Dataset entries
**********
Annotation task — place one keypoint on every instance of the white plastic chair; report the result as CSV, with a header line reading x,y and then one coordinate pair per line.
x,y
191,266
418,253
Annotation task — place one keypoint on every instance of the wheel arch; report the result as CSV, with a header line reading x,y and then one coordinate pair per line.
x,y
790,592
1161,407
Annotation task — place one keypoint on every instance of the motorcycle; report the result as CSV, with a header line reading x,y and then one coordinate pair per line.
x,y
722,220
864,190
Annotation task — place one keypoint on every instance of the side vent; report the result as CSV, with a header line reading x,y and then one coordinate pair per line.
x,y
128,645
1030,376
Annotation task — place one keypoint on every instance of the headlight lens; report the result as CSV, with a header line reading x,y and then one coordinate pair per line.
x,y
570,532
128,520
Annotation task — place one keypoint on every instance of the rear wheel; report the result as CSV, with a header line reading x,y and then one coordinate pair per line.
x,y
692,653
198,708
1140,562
**********
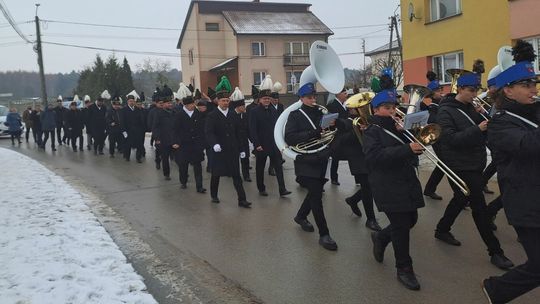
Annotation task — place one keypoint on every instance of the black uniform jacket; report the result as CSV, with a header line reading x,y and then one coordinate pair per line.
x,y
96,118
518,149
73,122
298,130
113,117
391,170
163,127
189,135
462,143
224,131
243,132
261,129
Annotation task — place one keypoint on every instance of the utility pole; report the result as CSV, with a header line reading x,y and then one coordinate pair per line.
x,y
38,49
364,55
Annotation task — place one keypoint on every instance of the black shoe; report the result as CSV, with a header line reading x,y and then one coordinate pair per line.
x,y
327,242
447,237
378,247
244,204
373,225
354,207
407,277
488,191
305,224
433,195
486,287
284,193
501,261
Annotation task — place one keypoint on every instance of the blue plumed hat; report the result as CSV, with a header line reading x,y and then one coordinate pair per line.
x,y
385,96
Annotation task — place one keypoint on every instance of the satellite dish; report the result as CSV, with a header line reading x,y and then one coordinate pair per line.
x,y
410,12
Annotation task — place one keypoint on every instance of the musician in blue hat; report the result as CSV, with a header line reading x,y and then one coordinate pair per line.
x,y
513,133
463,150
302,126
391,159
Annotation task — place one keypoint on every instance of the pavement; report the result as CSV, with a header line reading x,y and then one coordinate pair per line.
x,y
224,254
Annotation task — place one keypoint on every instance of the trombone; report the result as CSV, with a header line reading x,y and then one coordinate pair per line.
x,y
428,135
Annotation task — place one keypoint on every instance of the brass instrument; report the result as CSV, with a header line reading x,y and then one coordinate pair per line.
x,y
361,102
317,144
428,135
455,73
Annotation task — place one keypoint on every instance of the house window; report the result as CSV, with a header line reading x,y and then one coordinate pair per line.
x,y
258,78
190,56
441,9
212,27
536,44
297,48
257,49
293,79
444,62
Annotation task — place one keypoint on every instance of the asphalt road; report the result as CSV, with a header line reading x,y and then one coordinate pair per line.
**********
## Work to complete
Print the lines from the one containing "of the brass" through the one containing "of the asphalt", both included, copying each exactly.

## Solution for this task
Annotation task — place one keypoint on every instance of the brass instrument; report the result as CSV, with a header line reading x,y and then one coordinate pair per line.
x,y
361,102
317,144
428,135
455,73
Annotation task — place one keypoint on every instance of the house window; report the result as CSV, with a header line reading x,y and then one coordinate pair per line.
x,y
258,78
190,56
441,9
212,27
536,44
297,48
257,49
293,79
444,62
Annotation task — place one keypoint on every instance of the asphalt road; report the result as CSV, with a header line reading x,y and then one coordinate pair per line.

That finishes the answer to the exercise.